TASK DESCRIPTION -> Continue the news text about WHO's warning on tuberculosis funding cuts from the point where it stops.

TEXT UNDER STUDY ->
════
The World Health Organisation (WHO) is calling for urgent action to address worldwide disruptions in tuberculosis responses, putting millions of patients’ lives at risk.

Ahead of World Tuberculosis (TB) Day, marked on March 24, WHO has called for investment of resources to protect and maintain tuberculosis (TB) care and support services for people in need across regions and countries.

TB remains the world’s deadliest infectious disease, responsible for the deaths of over 1 million people annually, bringing devastating impacts on families and communities.

Global efforts to combat TB have saved an estimated 79 million lives since 2000; however, the drastic and abrupt cuts in global health funding happening now are threatening to reverse these gains.

According to the WHO, rising drug resistance, especially across Europe and the ongoing conflicts across the Middle East, Africa and Eastern Europe are further exacerbating the situation for the most vulnerable.

Under the theme Yes! We Can End TB: Commit, Invest, Deliver, the World Tuberculosis Day 2025 campaign highlights a rallying cry for urgency, accountability and hope.

WHO Director-General, Dr. Tedros Adhanom Ghebreyesus, said that the huge gains the world has made against TB over the past 20 years are now at risk as cuts to funding start to disrupt access to services for prevention, screening, and treatment for people with TB.

“We cannot give up on the concrete commitments that world leaders made at the UN General Assembly just 18 months ago to accelerate work to end TB. WHO is committed to working with all donors, partners and affected countries to mitigate the impact of funding cuts and find innovative solutions,” Tedros said.

Early reports to WHO reveal that severe disruptions in the TB response have been seen across several of the highest-burden countries following the funding cuts.

Countries in the WHO African Region have experienced the greatest impact, followed by countries in the WHO Southeast Asian and Western Pacific Regions.
════
RECORDED DATA ->
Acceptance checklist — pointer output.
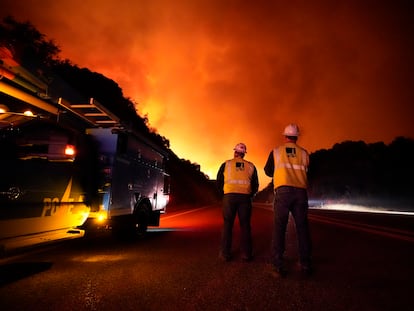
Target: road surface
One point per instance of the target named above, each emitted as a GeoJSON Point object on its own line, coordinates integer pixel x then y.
{"type": "Point", "coordinates": [362, 262]}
════
SOLVED EXERCISE ->
Twenty-seven countries are facing crippling breakdowns in their TB response, with devastating consequences from human resource, diagnostic services, data and surveillance collapses and also case funding.

Nine countries report failing TB drug procurement and supply chains, jeopardising treatment continuity and patient outcomes.

The 2025 funding cuts further exacerbate an already existing underfunding for global TB response.

In 2023, only 26 per cent of the USD 22 billion annually needed for TB prevention and care was available, leaving a massive shortfall.

In response to the urgent challenges threatening TB services worldwide, WHO’s Director-General and Civil Society Task Force on Tuberculosis have issued a decisive statement demanding immediate, coordinated efforts from governments, global health leaders, donors, and policymakers to prevent further disruptions.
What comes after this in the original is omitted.